東京と、⻘森市にある⻘森県⽴美術館(2024年夏個展開催地)とは直線距離で約700km離れています。その間にある広⼤な東北の中からある任意の設置場所を選び、作品を置いていこうと思っております。その場所とは、私がこれまでにご縁があった⼟地、出会った⼈々が住む所です。

観光地でもなんでもなくごく普通の巡る季節の中にある景⾊、⽣活の場です。

そういうご縁があり本プロジェクトにご興味を持っていただける⽅々とご相談しながら、私の絵画、彫刻、映像、絵本などから作品を選んでもらい、これらの作品の「⼀時預かり所」として展⽰していただけたらと思います。各地の公⽴美術館の収蔵庫の奥深くには、⻑年⼤切に保管されてきた多くの作品があります。このような保存と共に、私は作品を収蔵庫ではなくできるだけ⼀般の家や会社やお店などに展⽰し、作品を保管してもらいながら共に⽣活していただきたいと考えています。作品も⽣活の中で鍛えられるのではないかとも思っています。猟師が罠を仕掛けるように、縁というものを介して展⽰をしていけたらと思っています。

********

◆ 作業内容 ◆
(1) 展示プロジェクトの文章によると、東京と青森県立美術館の直線距離はどれくらいですか。
(2) 次の(a)〜(c)が展示プロジェクトの文章の内容と合っているか、それぞれ「はい」か「いいえ」で答え、決め手となる文章中の語句をそのまま引用してください。
(a) 作品を置く場所は観光地から選ばれる。
(b) 青森県立美術館は2024年夏の個展開催地である。
(c) 作品はなるべく収蔵庫に保管したいと考えている。
(3) 展示プロジェクトの文章を、最後の文に続けて書き進めてください。

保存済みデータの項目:
********

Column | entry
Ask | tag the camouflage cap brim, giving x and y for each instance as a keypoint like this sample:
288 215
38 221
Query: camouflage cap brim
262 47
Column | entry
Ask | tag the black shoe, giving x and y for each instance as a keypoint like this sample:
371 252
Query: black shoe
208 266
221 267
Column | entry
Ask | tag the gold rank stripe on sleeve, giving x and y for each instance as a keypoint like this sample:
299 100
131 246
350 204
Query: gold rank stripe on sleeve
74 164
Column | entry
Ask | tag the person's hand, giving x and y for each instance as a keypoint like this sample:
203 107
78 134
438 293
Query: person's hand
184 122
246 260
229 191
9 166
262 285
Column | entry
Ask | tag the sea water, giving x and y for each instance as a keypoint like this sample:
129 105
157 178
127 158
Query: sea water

********

◆ 回答一覧 ◆
(1) 約700kmです。

(2)
(a) いいえ。「観光地でもなんでもなくごく普通の巡る季節の中にある景⾊、⽣活の場です。」
(b) はい。「⻘森県⽴美術館(2024年夏個展開催地)」
(c) いいえ。「私は作品を収蔵庫ではなくできるだけ⼀般の家や会社やお店などに展⽰し」

(3)
そして観客は新しいインフラをつくっていく動物です。これまでの⾼速道路や新幹線や⾶⾏機という都市と地⽅を点と点で、直線で、時短で結ぶインフラを使⽤するのではなく、作品を道しるべとして、独⾃のルートをつくって⻘森へ向かう。迂回し、寄り道し、それぞれのペースで地図を描いて⻘森へ辿り着く、もしくは途中で逗留して辿り着かないかもしれない、それはそれ。そういうプロジェクトをいたします。これは⻘森県美での展覧会が終了しても続いていきます。

 

このプロジェクトがどこからきたか考えてみました。

20年くらい前から作品をつくっては、私は旅芸⼈のように各地を巡って展覧会をし、作品を設置するようになりました。仕事をする上では当然な流れでしたが、それはどんどん加速していきました。家にあまり帰れず常に永遠のホームシックのような気持ちもありましたが、徐々にその気持ちも⼩⽯のように固まってしまい何処かに忘れていきました。⾃分の旅というのもほとんどしたことがありません。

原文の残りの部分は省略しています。